**TEXTAUSZUG**
★ ★ ★ ★

Leadership ist Denken und Handeln in Spannungsfeldern. Das geht gerne vergessen. Die Gefahr liegt im Eindeutigen. Führungshandeln aber ist vielschichtig. Auch im Schulalltag: Dazu gehören das Haltgeben und Loslassen. Ein Künstler erinnert daran.
Von Carl Bossard
Ein Bild sage mehr als tausend Worte, heisst es. Wie wahr! Vor einem Bild stehen, stillhalten, staunen – und dabei die Gedanken schweifen lassen und sich Assoziationen hingeben. So erging es mir beim Anblick einer Darstellung des deutschen Malers Norbert Schwontkowski (1949-2013). (1) Erst recht, nachdem ich den Titel des Gemäldes entdeckt hatte: «Der Lehrer».
Halt geben und gleichzeitig Freiheit ermöglichen
Auf den ersten Blick erscheint es eine unbeholfen wirkende Malerei: ein paar Pinselstriche, nur angedeutete Gesichter, ganz wenig Farben. Die Figuren sind kaum zu unterscheiden. Wer ist hier älter? Wer ist der Lehrer? Wer die aufrechte Person, wer die schwebende? Und dazu die Kernfrage: Wie stehen die beiden Gestalten zueinander?
Eine Antwort versucht der Kunstpädagoge Jochen Krautz in seinem Buch «Bilder von Bildung. Für eine Renaissance der Schule» (2) Er schreibt zum Bild: «In der Reduktion auf wenige Pinselstriche wird […] etwas Wesentliches der pädagogischen Beziehung und ihrer Aufgabe verdeutlicht. Der Lehrer hält und sichert den Schüler und ermöglicht ihm zugleich zu schweben, frei zu werden.»
Halt geben und gleichzeitig Freiheit ermöglichen – in einem Beziehungsgeschehen, in einer asymmetrischen Interaktion: Es ist das Gegensätzliche, das Ambivalente eines jeden Bildungsprozesses; es ist die anspruchsvolle Dialektik der Beziehungsdynamik – in Betrieben und Unternehmen wie in der Schule.
Vom Dialektischen in Führungsfunktionen
Schnell zoomt der Blick auf die zentrale Stelle des Bildes: die beiden Hände. Doch dieses elementare Detail ist nicht genau erkennbar. Es verweist auf die kunstvoll auszutarierende pädagogische oder eben zwischenmenschliche Beziehung. Nochmals Jochen Krautz: «So ist Lehrersein eine fragile Aufgabe zwischen Halten, Sichern und Freigeben.» (3)
Eine solche Dialektik gehört generell zur Führungsaufgabe; immer wieder sind Gegensätzlichkeiten auszutarieren, Widersprüche in kluge Balance zu bringen, das heisst: Freiheit zugestehen und zugleich Sicherheit vermitteln. Präsent sein, ohne sich aufzudrängen – unterstützen, ohne direktiv zu sein – verstehen, ohne immer einverstanden zu sein – lachend ernsthaft sein. Jede Ausschliesslichkeit sei inhuman, hat der Basler Philosoph und Psychiater Karl Jaspers einmal gesagt. Gute Leadership ist darum dialektisches Ausgleichen; sie lebt vom Integrieren des Gegensätzlichen, von verstehender Zuwendung bei gleichzeitiger Klarheit im Anspruch beispielsweise.

★ ★ ★ ★

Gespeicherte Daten

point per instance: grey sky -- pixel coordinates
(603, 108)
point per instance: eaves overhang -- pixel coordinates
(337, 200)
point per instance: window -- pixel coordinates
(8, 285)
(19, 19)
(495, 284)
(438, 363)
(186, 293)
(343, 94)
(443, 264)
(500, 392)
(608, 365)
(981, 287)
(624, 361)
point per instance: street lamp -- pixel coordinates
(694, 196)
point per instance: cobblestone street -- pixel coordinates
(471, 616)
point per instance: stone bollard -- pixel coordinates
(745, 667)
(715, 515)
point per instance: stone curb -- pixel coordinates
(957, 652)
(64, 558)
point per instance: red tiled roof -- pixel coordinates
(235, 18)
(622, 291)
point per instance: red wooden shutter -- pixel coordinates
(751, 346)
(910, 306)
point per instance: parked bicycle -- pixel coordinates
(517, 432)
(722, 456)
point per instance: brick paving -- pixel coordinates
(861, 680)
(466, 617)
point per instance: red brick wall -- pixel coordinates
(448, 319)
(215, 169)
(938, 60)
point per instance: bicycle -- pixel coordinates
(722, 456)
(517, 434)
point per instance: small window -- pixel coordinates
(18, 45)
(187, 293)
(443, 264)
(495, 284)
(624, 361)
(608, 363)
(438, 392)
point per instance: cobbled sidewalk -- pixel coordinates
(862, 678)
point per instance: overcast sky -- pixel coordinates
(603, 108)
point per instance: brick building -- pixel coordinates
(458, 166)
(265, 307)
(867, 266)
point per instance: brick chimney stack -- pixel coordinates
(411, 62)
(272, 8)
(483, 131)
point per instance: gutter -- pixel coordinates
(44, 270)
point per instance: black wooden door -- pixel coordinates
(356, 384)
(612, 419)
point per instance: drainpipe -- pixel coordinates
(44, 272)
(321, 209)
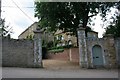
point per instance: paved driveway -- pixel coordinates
(8, 72)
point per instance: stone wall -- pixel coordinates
(108, 51)
(17, 53)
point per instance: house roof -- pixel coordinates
(28, 28)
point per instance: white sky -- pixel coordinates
(16, 19)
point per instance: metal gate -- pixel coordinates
(97, 55)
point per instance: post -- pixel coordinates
(38, 48)
(82, 48)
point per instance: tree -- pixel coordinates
(4, 30)
(67, 16)
(114, 29)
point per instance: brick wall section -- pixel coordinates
(65, 55)
(17, 53)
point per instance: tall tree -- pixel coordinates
(114, 29)
(4, 30)
(67, 16)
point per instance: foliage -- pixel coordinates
(114, 29)
(4, 31)
(68, 16)
(30, 37)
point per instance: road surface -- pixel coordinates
(13, 72)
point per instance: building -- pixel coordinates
(97, 52)
(29, 34)
(64, 38)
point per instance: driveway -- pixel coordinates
(13, 72)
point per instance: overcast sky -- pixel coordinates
(19, 14)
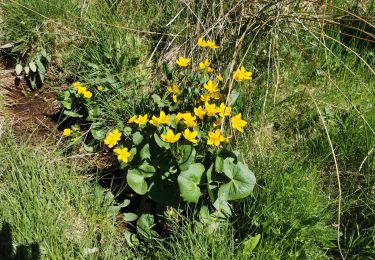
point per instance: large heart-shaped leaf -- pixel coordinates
(187, 156)
(241, 184)
(136, 180)
(188, 182)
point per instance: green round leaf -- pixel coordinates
(145, 152)
(137, 138)
(136, 181)
(129, 217)
(187, 156)
(188, 182)
(241, 184)
(160, 142)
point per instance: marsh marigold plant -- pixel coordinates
(179, 149)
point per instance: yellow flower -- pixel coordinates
(204, 65)
(217, 122)
(80, 89)
(67, 132)
(170, 211)
(202, 43)
(242, 74)
(141, 120)
(211, 86)
(238, 123)
(211, 109)
(215, 95)
(170, 137)
(223, 110)
(199, 112)
(122, 154)
(215, 138)
(180, 116)
(112, 138)
(189, 120)
(174, 89)
(182, 62)
(87, 94)
(77, 84)
(212, 45)
(132, 119)
(162, 119)
(190, 136)
(205, 98)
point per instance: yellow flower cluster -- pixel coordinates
(162, 119)
(81, 90)
(67, 132)
(183, 62)
(206, 66)
(174, 90)
(112, 139)
(122, 154)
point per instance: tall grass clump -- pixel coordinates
(50, 210)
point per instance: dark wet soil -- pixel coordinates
(29, 112)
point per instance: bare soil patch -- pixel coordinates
(29, 112)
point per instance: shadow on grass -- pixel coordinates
(21, 252)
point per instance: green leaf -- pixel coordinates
(137, 138)
(97, 131)
(158, 101)
(241, 184)
(93, 114)
(250, 244)
(129, 217)
(223, 209)
(145, 223)
(160, 142)
(145, 152)
(136, 181)
(147, 170)
(204, 215)
(163, 189)
(88, 148)
(32, 66)
(188, 182)
(72, 113)
(130, 238)
(18, 69)
(219, 164)
(40, 66)
(66, 104)
(187, 156)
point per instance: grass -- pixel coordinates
(294, 206)
(49, 208)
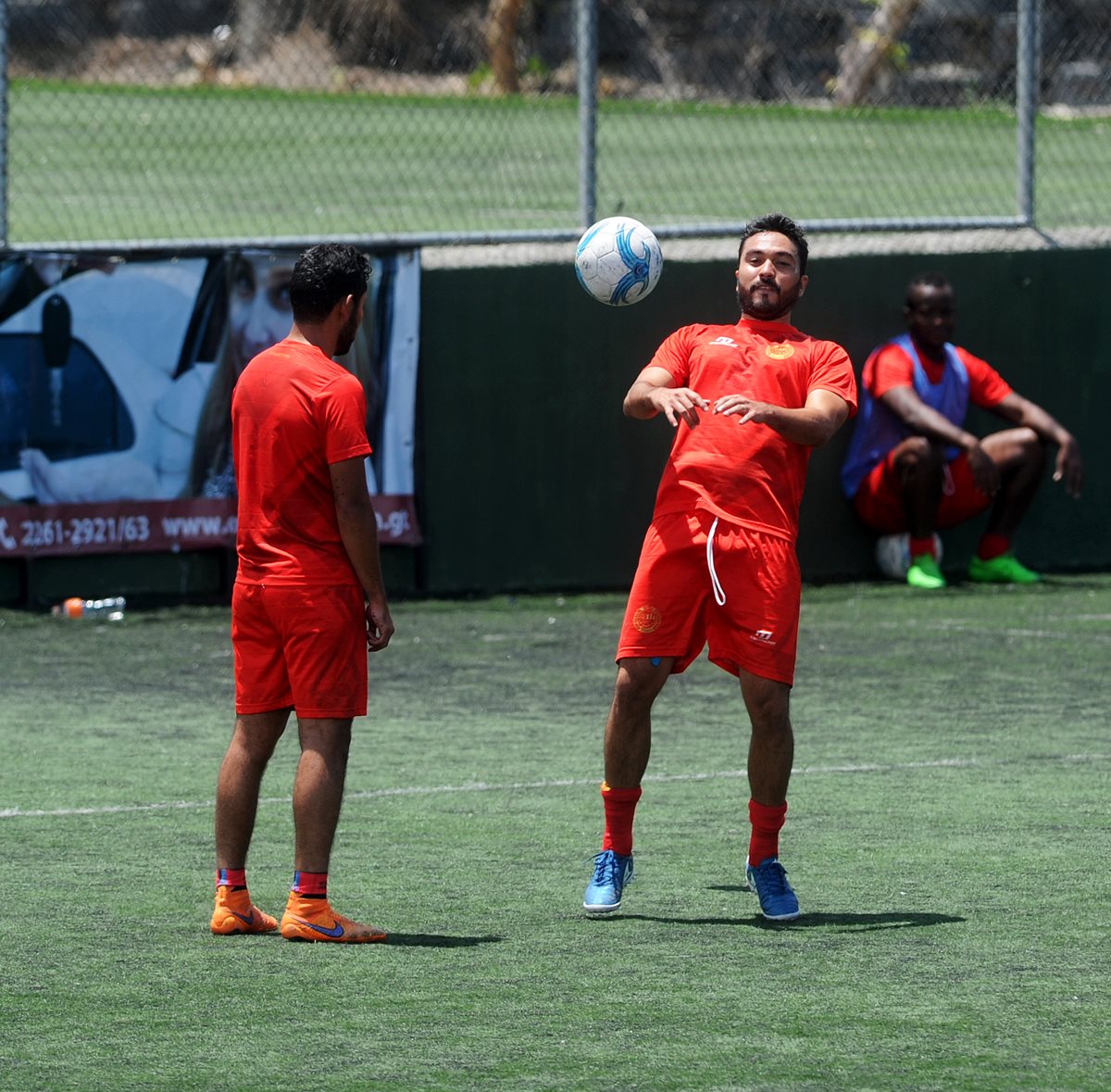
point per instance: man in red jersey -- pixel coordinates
(912, 467)
(308, 600)
(718, 566)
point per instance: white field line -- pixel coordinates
(481, 786)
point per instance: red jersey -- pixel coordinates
(293, 411)
(745, 474)
(889, 366)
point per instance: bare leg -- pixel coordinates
(318, 790)
(628, 740)
(921, 471)
(1020, 455)
(237, 796)
(771, 747)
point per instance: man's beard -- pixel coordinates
(771, 306)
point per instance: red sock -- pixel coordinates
(236, 879)
(992, 545)
(920, 546)
(619, 804)
(767, 822)
(310, 885)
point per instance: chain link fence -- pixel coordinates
(138, 122)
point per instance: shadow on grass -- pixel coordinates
(844, 923)
(438, 940)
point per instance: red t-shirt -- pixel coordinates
(747, 474)
(889, 367)
(293, 413)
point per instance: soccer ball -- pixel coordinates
(893, 554)
(618, 260)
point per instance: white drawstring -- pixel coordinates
(719, 592)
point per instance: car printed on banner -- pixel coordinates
(97, 398)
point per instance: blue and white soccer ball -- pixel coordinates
(893, 554)
(618, 260)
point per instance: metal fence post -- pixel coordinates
(587, 47)
(4, 123)
(1027, 98)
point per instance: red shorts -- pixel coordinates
(673, 609)
(301, 647)
(879, 499)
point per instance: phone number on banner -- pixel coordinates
(78, 533)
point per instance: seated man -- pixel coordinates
(912, 467)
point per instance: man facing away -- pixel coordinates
(718, 566)
(300, 624)
(914, 467)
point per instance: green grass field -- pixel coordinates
(133, 164)
(949, 836)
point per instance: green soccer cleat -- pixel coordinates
(923, 572)
(1004, 570)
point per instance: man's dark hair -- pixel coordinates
(323, 276)
(777, 221)
(927, 281)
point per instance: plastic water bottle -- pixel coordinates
(105, 609)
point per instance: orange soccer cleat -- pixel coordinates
(315, 920)
(234, 913)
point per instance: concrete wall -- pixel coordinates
(533, 478)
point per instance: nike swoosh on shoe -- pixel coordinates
(337, 930)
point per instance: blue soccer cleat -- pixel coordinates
(778, 901)
(611, 873)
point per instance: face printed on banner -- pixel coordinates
(259, 310)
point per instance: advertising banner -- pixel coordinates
(116, 381)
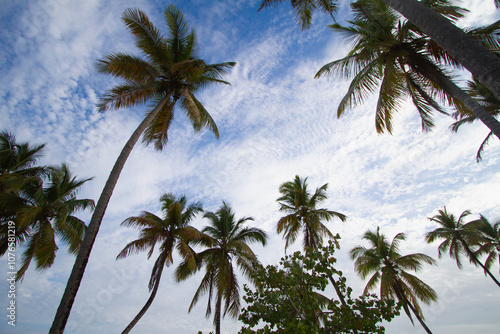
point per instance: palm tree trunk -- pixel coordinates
(428, 70)
(417, 315)
(400, 293)
(483, 64)
(217, 316)
(148, 302)
(82, 258)
(477, 262)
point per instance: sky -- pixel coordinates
(275, 121)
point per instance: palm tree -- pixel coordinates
(17, 162)
(304, 9)
(458, 238)
(47, 213)
(302, 213)
(490, 240)
(394, 57)
(17, 168)
(167, 72)
(226, 242)
(463, 48)
(170, 232)
(390, 269)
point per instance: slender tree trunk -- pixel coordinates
(483, 64)
(217, 316)
(428, 70)
(477, 262)
(341, 296)
(148, 302)
(400, 293)
(417, 315)
(82, 258)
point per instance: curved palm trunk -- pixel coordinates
(476, 261)
(217, 316)
(341, 296)
(148, 302)
(483, 64)
(473, 105)
(82, 258)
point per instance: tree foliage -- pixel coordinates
(290, 299)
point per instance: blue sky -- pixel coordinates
(275, 120)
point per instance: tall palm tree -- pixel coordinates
(303, 214)
(490, 240)
(484, 96)
(172, 231)
(47, 213)
(167, 72)
(394, 54)
(17, 168)
(17, 162)
(459, 238)
(390, 269)
(304, 10)
(461, 47)
(226, 243)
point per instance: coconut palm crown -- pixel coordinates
(391, 269)
(459, 238)
(303, 213)
(166, 74)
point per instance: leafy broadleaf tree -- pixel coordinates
(303, 213)
(289, 299)
(167, 74)
(225, 244)
(459, 238)
(170, 232)
(390, 270)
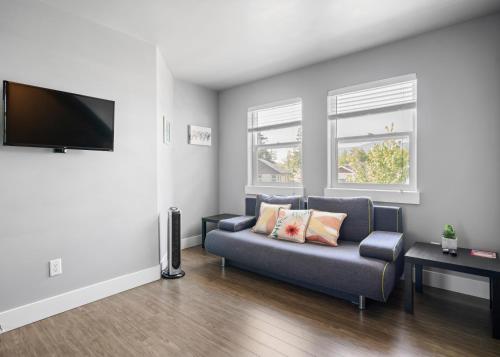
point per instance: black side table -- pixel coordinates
(425, 254)
(213, 219)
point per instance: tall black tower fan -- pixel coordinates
(173, 270)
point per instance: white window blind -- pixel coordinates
(275, 144)
(368, 99)
(372, 130)
(281, 115)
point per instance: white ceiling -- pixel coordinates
(222, 43)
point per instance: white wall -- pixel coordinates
(96, 210)
(165, 108)
(195, 169)
(458, 70)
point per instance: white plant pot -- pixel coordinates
(447, 243)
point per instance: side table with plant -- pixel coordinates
(449, 240)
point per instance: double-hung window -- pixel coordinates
(275, 148)
(372, 140)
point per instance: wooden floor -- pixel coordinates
(228, 312)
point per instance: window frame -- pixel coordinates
(253, 185)
(398, 193)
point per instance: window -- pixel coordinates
(275, 147)
(372, 143)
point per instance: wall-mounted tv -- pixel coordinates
(41, 117)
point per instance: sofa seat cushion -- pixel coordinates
(359, 221)
(330, 268)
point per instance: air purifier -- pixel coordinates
(173, 269)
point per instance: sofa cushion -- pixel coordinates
(267, 218)
(324, 227)
(382, 245)
(387, 218)
(296, 202)
(318, 266)
(359, 221)
(236, 224)
(291, 225)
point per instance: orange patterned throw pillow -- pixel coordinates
(267, 217)
(291, 225)
(324, 227)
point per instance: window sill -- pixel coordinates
(274, 190)
(393, 196)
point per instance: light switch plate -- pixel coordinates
(55, 267)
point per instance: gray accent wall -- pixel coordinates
(95, 210)
(458, 70)
(195, 168)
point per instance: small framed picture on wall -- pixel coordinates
(199, 135)
(166, 131)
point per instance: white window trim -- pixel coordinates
(392, 196)
(274, 190)
(270, 188)
(408, 194)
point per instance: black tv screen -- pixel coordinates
(41, 117)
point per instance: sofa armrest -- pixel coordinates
(236, 224)
(382, 245)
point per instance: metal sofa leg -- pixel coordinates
(362, 302)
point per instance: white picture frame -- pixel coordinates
(199, 135)
(167, 130)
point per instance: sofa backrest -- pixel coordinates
(297, 202)
(359, 221)
(385, 218)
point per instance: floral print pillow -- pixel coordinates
(267, 217)
(291, 225)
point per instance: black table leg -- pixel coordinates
(409, 288)
(495, 305)
(203, 232)
(418, 278)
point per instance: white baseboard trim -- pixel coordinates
(189, 242)
(39, 310)
(459, 284)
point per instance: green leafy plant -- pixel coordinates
(449, 232)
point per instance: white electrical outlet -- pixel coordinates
(55, 267)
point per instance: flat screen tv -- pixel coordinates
(41, 117)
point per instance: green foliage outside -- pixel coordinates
(386, 162)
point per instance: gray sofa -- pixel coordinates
(366, 264)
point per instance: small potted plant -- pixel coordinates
(449, 240)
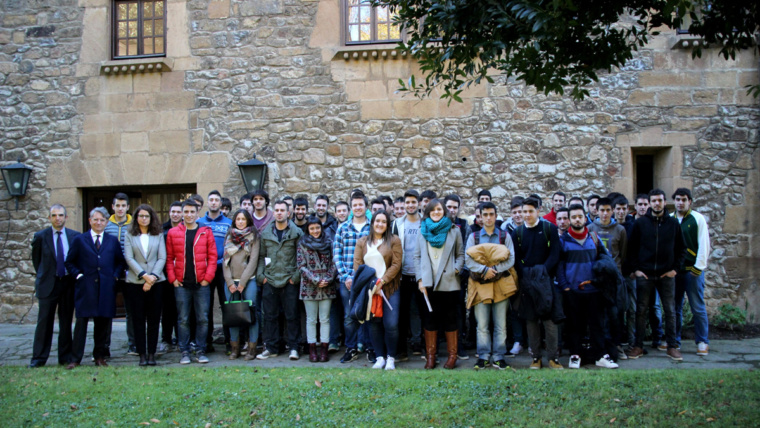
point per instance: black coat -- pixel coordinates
(43, 259)
(364, 279)
(94, 292)
(539, 298)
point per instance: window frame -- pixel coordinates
(373, 27)
(140, 22)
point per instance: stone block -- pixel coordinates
(119, 84)
(172, 81)
(169, 141)
(99, 145)
(665, 79)
(136, 122)
(98, 123)
(176, 119)
(134, 142)
(218, 9)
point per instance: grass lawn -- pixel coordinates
(243, 396)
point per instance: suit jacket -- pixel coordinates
(452, 259)
(94, 292)
(43, 259)
(139, 262)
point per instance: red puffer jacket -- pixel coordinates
(204, 249)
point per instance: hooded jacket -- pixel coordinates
(656, 245)
(204, 254)
(282, 256)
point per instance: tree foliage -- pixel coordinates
(554, 45)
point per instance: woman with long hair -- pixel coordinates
(381, 250)
(438, 259)
(145, 254)
(239, 263)
(318, 289)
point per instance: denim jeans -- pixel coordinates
(250, 292)
(384, 331)
(272, 299)
(484, 312)
(336, 319)
(667, 289)
(317, 309)
(694, 288)
(199, 300)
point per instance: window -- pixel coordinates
(139, 28)
(367, 24)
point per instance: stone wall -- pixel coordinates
(270, 78)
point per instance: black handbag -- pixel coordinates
(238, 313)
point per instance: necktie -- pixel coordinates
(60, 270)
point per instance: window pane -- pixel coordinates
(382, 32)
(148, 46)
(147, 28)
(366, 32)
(122, 14)
(122, 48)
(132, 47)
(148, 10)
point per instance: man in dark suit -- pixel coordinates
(96, 261)
(54, 287)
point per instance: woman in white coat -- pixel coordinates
(145, 253)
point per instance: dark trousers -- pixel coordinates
(274, 298)
(407, 292)
(585, 311)
(62, 298)
(445, 313)
(100, 335)
(146, 306)
(666, 287)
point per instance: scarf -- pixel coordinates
(322, 245)
(435, 232)
(580, 236)
(239, 240)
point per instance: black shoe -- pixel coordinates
(416, 349)
(350, 355)
(481, 364)
(501, 365)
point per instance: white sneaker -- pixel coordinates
(380, 363)
(703, 348)
(575, 362)
(516, 349)
(390, 364)
(607, 362)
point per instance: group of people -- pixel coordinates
(388, 277)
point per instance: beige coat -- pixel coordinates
(490, 292)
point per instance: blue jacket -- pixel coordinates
(219, 226)
(576, 263)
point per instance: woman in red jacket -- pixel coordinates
(190, 267)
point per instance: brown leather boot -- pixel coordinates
(234, 350)
(431, 347)
(452, 338)
(313, 353)
(251, 354)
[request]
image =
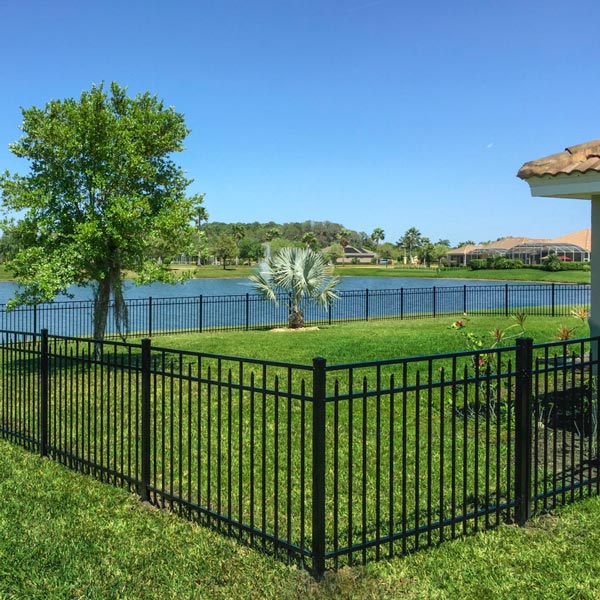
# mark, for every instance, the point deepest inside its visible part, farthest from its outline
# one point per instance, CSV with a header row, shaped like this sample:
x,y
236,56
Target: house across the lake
x,y
353,254
574,246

★ ★ ★ ★

**AUFGABENSTELLUNG**
Wie ginge der Text über Führung zwischen Haltgeben und Loslassen weiter? Schreiben Sie ihn im selben Ton fort, beginnend nach seinem letzten Satz.

**LÖSUNG**
Freiheit und Ordnung zugleich
Viele solcher Gegensatzpaare kennt vor allem die Schule. Bekannt ist Immanuel Kants Frage: «Wie kultiviere ich die Freiheit bei dem Zwange?» Die beiden Begriffe widersprechen sich auf den ersten Blick – je nach Perspektive, aus der man argumentiert. Sie stehen in einem dialektischen Verhältnis zueinander, und sie bedingen sich gleichzeitig. Jede Freiheit bedarf einer gewissen Sicherheit, eines Rahmens, innerhalb dessen sie sich bewegen kann. Und jede Sicherheit schafft auch Freiheit, weil sie einen Rahmen stellt, innerhalb dessen man wieder frei sein kann. Gute Lehrerinnen und Lehrer geben den Schülern darum Sicherheiten, ohne ihnen die Freiheit zu nehmen. Und sie geben ihnen so viel Freiheit, dass sie nicht im Unsicheren mäandrieren. «Ohne Ordnung», sagt Albert Einstein, «kann nichts bestehen; ohne Freiheit aber kann nichts entstehen.»
Anders formuliert: Junge Menschen sollen zur Autonomie geführt werden, doch sie brauchen dazu auch Strukturen, die sie stützen. Das gilt für allem für lernschwächere Kinder. Sie benötigen ein stabiles Geländer, das ihnen Halt und Sicherheit vermittelt. Es ist die vital präsente Lehrperson, es ist ein anregendes und führendes Gegenüber. «Pädagoge» entspringt ja dem griechischen paid-agein, «Jugendliche führen». Führen, nicht nur betreuen und begleiten.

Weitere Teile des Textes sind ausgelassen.